____ QUOTED TEXT

Google Chrome Is Not What You Think
The web design world let out a collective cry yesterday. To some, it was a squeal of delight. To others, it was a groan of despair. At issue was Google’s new brainchild (and latest step towards WORLD DOMINATION), Chrome. If you have been hiding in a hole since Labor Day, Chrome is Google’s attempt to enter the web browser market by dropping a “lightweight,” WebKit based browser designed to function more efficiently in an increasingly modern web environment (while at the same time trying to drag us kicking and screaming back into the browser wars that defined the late 90s). They made a bit of a goof in their release cycle, and let the cat out of the bag a bit early the other day (it could have just as easily been planned to stir the pot for the couple days leading up to the Beta release on the 2nd). Like many things Google related, the idea is quite idealistic, and has a ton of potential. But just the same, new browsers always pose a number of issues.
First, I can’t count the number of times I heard “Oh great, another browser I have to bug check layouts in,” today. Luckily, Chrome is using WebKit as its rendering engine. WebKit, if you aren’t familiar with it, is becoming hugely popular for mobile browsers due to its footprint, efficiency, and accuracy. It’s also the backbone for Safari and Konquerer, and currently passes Acid2 and aces Acid3 in the latest builds. So, this is good news for designers, as we shouldn’t be pulling our hair out with display quirks. “Shouldn’t,” always the operative word. Secondly, Google (so far) has no intention of unseating Firefox, let alone IE. Google just extended their sponsorship deal with Firefox until 2011, which will provide the Mozilla folks with better than 80% of their operating dollars. And IE simply has market penetration on their side. Since Chrome is open source, I do expect to see a lot of cross pollination of features in upcoming FF releases. If they don’t, there’s a serious chance it could spell trouble for the future of our favorite flaming dog-cousin. After playing with Chrome though, you can quickly tell it is not the web browser to end all web browsers. It’s more of a rebirth, and new beginning, for a web where the web application rules supreme, rather than the web page.

________

PROMPT 1
Rewrite the rows from the line containing "Looking for: grass lawn" through the end of the rows, replacing "entry" with "item" and changing nothing else.

____ DATA IN THIS EXERCISE

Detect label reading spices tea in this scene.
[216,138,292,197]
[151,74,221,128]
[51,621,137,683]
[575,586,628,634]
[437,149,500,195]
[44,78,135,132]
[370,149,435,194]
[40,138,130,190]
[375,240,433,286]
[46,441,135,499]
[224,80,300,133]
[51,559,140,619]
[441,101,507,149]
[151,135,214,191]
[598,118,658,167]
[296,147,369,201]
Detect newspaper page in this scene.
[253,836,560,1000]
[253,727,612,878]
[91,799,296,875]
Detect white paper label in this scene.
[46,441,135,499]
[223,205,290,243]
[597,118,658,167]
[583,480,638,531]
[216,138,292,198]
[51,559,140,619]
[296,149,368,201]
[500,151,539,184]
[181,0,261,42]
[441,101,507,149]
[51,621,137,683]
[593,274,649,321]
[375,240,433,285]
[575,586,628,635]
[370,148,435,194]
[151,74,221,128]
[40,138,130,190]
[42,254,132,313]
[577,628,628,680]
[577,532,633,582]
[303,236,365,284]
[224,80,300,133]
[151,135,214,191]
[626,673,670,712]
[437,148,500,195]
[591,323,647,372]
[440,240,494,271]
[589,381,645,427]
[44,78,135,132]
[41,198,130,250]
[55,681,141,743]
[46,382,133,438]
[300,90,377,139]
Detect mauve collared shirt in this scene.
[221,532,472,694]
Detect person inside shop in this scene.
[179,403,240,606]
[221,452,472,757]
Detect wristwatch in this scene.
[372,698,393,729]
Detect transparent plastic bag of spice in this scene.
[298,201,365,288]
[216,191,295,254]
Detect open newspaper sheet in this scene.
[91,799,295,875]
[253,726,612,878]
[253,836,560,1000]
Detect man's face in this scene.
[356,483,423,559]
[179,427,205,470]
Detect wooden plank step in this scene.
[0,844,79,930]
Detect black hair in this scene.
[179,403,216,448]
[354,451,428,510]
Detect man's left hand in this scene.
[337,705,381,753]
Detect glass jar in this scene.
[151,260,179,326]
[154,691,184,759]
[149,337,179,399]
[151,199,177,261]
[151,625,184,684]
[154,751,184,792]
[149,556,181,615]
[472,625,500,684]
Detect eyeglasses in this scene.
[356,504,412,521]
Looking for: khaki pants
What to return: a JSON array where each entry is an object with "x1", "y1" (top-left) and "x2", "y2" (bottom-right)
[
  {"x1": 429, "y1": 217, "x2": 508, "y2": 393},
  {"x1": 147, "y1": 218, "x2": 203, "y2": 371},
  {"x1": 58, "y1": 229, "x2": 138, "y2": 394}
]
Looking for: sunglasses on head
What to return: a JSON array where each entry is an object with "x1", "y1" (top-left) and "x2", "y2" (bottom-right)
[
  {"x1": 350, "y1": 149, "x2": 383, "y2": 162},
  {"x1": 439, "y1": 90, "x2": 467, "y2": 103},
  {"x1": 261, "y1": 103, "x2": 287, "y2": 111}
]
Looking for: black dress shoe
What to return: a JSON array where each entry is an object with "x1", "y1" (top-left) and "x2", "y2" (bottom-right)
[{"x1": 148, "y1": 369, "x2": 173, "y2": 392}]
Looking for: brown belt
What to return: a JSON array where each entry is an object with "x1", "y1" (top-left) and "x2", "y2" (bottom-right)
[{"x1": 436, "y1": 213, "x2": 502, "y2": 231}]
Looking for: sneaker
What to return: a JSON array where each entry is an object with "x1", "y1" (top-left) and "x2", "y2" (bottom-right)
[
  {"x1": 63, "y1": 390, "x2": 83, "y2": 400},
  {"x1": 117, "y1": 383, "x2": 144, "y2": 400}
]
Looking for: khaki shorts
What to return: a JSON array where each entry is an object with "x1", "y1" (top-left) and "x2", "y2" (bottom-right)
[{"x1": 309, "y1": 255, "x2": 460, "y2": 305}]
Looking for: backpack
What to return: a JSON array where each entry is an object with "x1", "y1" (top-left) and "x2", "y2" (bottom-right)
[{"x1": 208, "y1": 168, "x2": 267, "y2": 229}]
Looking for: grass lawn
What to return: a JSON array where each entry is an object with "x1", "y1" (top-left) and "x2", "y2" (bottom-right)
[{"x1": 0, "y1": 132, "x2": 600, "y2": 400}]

________

PROMPT 2
According to the Chrome article, until what year did Google extend its sponsorship deal with Firefox?

FULL OUTPUT 1
Looking for: grass lawn
What to return: a JSON array where each item is an object with "x1", "y1" (top-left) and "x2", "y2" (bottom-right)
[{"x1": 0, "y1": 132, "x2": 600, "y2": 400}]

FULL OUTPUT 2
2011